→ SUPPLIED TEXT
== Segment start ==

A letter to all my animal rescue friends. Because not enough of our rescued animals come with follow up stories.
Our black lab Major (the inspiration for this page) was rescued by Crystal, the head of Canine Hope for Diabetics who also happens to be an animal control officer. She had gotten a tip about a hunting dog trainer that was abusing a dog. You see, labs are known for and bred to have soft mouths, which means that when they go to retrieve game, they don’t crush it on the way back. Well, it turns out, Major didn’t get that memo. He has a habit of biting down, playing with, or chewing on whatever he retrieves. He has what is known as “hard mouth”.
Clamping down too tightly while retrieving, to render the bird unfit for the table.
This is a big no-no in the gun dog world, and rendered Major useless for this trainer. So she swept him aside. He spent the rest of his time with her living in a dog truck, much like an animal control vehicle. He was let out for an hour a day, but the rest of his time was spent in that small, stainless steel cubby, in the dark, alone.
Major was a year and a half old when he was rescued, which in the lab world is pretty much full grown. He weighed 35 pounds. Major is a small lab, but he is in great shape now, and he weighs 60 pounds for a point of reference. He has permanent calluses on his elbows from not being able to stand up. His coat was stained in urine. He was in really bad shape.

== Segment end ==

→ ASSIGNED TASK A
In the letter about Major, how much did Major weigh when he was rescued?
→ ASSIGNED TASK B
In the letter about Major, restate the part that opens with the words containing "This is a big" and closes with "the dark, alone.", putting "dog trailer" in place of "dog truck".

→ STORED DATA
== Segment start ==

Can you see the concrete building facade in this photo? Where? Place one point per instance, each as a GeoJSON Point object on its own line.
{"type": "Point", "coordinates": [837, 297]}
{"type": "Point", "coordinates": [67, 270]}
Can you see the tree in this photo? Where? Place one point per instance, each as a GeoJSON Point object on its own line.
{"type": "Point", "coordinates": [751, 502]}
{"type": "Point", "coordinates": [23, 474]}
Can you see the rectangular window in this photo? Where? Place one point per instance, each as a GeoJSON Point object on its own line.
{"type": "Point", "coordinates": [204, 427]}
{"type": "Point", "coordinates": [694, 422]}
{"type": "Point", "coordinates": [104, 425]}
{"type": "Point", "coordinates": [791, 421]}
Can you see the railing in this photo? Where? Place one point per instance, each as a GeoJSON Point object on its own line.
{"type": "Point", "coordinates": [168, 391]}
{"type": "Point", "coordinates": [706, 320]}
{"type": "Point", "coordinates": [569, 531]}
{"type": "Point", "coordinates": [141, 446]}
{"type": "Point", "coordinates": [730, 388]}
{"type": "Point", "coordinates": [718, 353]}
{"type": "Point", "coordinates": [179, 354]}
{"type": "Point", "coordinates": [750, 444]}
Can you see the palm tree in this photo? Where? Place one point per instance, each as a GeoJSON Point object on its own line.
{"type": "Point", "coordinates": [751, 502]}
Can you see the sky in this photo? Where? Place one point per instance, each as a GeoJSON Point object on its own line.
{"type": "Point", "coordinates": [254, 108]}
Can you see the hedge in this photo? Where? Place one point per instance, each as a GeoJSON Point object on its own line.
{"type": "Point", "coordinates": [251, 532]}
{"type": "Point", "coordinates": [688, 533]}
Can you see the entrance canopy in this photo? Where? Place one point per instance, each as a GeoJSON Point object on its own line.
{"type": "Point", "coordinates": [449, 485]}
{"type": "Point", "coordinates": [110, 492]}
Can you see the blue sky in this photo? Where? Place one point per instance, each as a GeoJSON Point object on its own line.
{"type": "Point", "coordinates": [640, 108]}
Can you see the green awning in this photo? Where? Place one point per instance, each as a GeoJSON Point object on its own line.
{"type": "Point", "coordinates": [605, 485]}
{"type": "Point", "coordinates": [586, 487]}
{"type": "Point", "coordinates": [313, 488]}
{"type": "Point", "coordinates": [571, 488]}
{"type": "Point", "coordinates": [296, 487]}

== Segment end ==
== Segment start ==

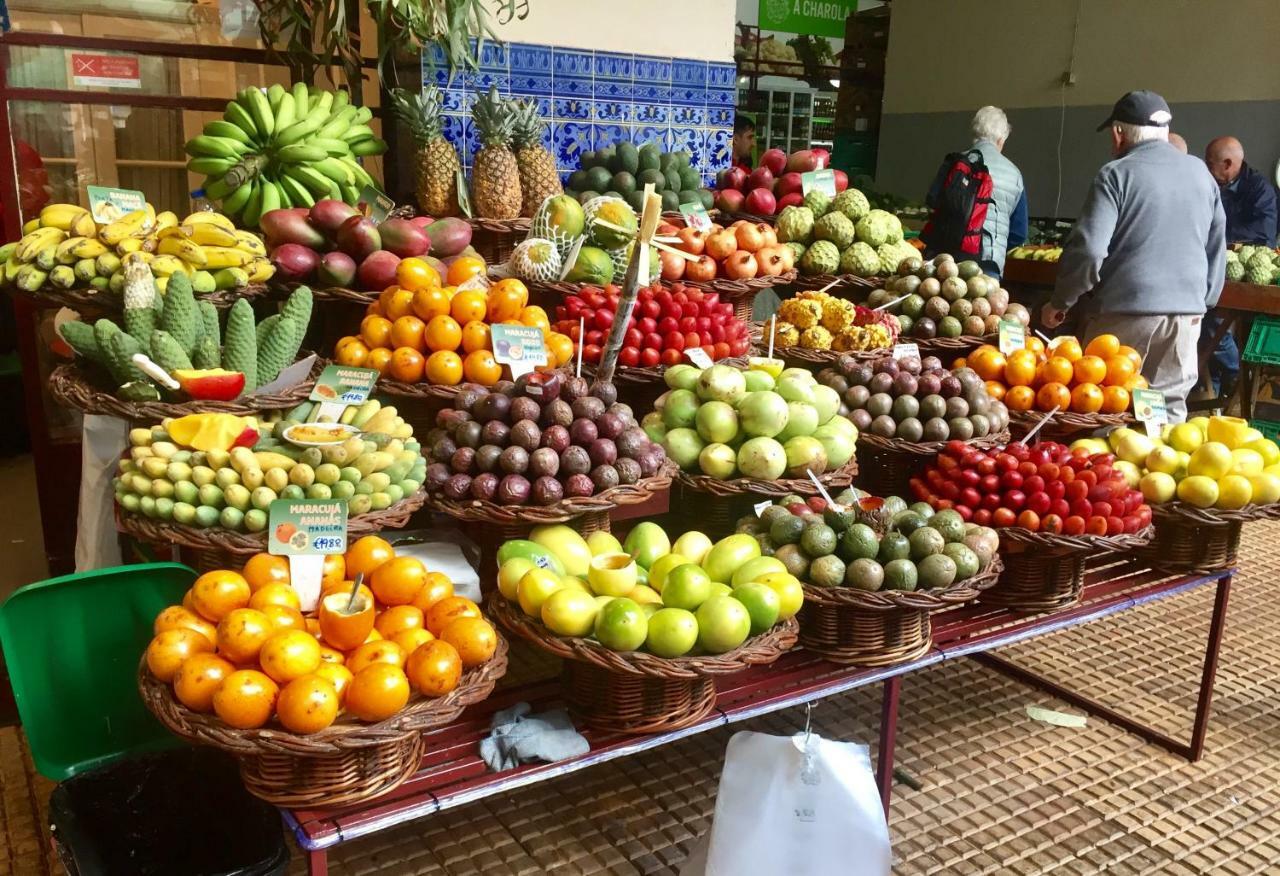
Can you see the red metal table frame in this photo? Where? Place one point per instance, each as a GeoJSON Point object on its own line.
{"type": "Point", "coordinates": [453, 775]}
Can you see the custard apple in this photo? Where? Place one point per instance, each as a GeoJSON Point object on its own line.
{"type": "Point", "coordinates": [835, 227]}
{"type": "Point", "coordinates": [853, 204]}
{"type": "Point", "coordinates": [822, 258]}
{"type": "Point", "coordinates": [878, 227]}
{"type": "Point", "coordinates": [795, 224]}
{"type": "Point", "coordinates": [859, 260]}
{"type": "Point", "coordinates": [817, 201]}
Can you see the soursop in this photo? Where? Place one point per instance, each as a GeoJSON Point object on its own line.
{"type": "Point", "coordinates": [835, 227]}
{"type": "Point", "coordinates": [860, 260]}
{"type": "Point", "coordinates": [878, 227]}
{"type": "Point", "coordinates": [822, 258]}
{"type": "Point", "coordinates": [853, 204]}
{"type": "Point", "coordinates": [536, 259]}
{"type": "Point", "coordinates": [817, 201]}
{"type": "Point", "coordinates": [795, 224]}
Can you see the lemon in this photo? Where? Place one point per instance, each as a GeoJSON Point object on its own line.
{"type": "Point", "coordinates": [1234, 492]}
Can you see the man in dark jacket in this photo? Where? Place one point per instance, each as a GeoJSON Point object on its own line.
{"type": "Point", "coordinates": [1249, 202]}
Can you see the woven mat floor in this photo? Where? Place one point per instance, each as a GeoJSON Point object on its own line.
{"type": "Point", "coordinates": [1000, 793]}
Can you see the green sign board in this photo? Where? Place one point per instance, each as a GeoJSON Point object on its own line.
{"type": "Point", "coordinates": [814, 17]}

== Segment end ==

→ ANSWER BOX A
35 pounds.

→ ANSWER BOX B
This is a big no-no in the gun dog world, and rendered Major useless for this trainer. So she swept him aside. He spent the rest of his time with her living in a dog trailer, much like an animal control vehicle. He was let out for an hour a day, but the rest of his time was spent in that small, stainless steel cubby, in the dark, alone.